▸ **Task prompt**
Please tally the lines of the records that contain "surface" and send back only the total.

══ Exercise input

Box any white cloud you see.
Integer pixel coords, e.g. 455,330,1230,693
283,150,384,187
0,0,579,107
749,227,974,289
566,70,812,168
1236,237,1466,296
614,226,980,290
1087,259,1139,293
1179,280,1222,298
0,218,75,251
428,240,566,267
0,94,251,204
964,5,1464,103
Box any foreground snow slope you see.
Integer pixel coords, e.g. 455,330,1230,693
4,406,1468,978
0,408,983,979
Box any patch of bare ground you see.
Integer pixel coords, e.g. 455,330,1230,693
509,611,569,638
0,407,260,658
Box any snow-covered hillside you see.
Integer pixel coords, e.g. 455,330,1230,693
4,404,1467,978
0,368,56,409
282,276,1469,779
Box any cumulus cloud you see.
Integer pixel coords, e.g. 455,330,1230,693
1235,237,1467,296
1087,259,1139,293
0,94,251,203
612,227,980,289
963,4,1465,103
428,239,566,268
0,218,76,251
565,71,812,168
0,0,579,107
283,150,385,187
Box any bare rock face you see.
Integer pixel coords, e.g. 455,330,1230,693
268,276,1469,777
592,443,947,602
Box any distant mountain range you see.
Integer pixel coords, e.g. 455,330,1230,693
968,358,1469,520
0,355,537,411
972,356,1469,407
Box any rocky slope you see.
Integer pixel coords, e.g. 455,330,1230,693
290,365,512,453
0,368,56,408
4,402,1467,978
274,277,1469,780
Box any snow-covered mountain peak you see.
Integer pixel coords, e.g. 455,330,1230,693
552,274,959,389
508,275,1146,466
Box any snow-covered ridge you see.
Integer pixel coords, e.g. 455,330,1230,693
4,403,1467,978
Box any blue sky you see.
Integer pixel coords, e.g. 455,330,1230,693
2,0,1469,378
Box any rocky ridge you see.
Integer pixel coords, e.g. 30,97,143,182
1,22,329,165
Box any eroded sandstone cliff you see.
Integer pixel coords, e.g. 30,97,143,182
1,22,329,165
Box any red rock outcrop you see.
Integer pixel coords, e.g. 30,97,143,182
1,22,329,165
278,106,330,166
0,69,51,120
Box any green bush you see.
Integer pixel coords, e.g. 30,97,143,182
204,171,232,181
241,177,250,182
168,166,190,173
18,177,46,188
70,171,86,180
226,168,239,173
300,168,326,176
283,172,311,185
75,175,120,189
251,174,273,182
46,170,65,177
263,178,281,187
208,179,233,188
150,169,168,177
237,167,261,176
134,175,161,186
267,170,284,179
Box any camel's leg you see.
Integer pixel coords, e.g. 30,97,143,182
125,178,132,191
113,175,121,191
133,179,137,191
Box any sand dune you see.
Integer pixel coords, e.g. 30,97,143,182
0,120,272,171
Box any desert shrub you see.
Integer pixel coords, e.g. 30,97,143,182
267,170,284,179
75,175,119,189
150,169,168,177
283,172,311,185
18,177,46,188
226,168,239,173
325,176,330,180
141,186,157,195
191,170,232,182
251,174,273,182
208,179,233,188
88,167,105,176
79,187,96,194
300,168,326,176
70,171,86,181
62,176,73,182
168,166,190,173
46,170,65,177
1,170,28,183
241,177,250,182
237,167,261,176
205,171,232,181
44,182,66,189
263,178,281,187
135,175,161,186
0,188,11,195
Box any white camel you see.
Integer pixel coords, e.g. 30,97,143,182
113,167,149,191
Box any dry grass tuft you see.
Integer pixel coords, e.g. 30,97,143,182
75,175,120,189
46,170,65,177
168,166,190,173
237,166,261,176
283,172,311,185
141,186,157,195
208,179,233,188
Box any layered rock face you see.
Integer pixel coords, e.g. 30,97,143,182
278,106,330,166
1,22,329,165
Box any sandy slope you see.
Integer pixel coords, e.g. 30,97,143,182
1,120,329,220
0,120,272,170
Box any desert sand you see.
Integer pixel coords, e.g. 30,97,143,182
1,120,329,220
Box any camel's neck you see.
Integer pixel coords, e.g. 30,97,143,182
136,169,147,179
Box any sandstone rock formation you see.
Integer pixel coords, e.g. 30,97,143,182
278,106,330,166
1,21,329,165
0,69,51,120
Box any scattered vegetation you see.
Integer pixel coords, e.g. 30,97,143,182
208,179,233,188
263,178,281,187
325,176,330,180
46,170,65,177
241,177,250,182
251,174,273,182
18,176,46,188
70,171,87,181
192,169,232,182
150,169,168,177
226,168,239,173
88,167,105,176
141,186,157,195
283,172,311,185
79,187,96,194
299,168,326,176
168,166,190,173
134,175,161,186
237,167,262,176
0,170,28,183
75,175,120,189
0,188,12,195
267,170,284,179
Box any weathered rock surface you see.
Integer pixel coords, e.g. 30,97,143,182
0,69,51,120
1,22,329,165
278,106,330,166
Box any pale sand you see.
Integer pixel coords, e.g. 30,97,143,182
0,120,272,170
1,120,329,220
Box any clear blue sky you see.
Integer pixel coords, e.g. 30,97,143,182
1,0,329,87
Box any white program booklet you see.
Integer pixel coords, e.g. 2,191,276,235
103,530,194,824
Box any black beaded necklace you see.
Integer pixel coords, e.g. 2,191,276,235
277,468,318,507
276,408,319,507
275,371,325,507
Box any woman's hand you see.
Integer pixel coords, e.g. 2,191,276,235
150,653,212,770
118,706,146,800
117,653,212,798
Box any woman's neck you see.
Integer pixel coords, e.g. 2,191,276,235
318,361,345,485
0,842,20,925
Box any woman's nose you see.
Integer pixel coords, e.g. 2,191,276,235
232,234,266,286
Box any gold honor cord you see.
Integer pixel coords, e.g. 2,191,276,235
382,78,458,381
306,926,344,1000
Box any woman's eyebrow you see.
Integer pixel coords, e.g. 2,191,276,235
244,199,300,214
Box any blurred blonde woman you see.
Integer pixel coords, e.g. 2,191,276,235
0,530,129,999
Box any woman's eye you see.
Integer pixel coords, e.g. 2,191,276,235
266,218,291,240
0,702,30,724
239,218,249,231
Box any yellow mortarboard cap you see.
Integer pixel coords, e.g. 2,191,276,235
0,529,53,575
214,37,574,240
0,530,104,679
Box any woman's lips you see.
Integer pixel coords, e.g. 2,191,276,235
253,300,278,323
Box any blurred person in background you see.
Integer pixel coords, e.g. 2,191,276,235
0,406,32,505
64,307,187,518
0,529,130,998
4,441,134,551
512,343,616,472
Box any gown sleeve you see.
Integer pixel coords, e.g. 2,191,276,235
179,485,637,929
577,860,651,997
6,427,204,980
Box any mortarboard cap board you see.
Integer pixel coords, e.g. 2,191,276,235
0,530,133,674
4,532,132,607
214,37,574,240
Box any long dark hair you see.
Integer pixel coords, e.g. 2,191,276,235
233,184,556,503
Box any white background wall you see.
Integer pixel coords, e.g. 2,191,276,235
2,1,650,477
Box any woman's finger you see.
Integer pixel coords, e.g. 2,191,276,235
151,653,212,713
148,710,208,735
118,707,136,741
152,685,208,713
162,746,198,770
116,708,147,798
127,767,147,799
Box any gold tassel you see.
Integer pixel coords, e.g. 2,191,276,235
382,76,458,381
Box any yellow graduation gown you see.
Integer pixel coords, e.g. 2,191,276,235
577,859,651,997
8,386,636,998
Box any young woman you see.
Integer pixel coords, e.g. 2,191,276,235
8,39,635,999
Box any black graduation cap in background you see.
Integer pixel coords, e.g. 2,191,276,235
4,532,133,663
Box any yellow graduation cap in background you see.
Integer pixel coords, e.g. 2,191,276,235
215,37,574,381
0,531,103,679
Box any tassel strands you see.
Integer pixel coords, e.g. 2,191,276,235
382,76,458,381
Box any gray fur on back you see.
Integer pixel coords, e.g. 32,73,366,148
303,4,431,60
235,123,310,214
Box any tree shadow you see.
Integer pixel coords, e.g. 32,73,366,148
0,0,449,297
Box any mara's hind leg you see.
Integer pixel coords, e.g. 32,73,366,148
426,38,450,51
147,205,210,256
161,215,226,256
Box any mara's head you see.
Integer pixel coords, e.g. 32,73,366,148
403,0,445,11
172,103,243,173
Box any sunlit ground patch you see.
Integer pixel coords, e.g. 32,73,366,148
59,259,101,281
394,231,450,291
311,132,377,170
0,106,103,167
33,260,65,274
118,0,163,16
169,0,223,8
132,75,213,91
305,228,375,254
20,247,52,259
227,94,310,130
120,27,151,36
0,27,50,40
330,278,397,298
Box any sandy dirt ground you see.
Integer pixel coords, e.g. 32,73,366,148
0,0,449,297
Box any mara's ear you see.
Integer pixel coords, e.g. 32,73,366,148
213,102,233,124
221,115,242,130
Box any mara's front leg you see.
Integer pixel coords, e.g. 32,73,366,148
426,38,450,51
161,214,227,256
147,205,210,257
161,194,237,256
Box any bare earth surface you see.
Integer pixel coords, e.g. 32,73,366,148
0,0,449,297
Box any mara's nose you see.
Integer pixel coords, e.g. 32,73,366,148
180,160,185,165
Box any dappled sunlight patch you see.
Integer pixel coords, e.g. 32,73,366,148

════

▸ **Output for this exercise**
2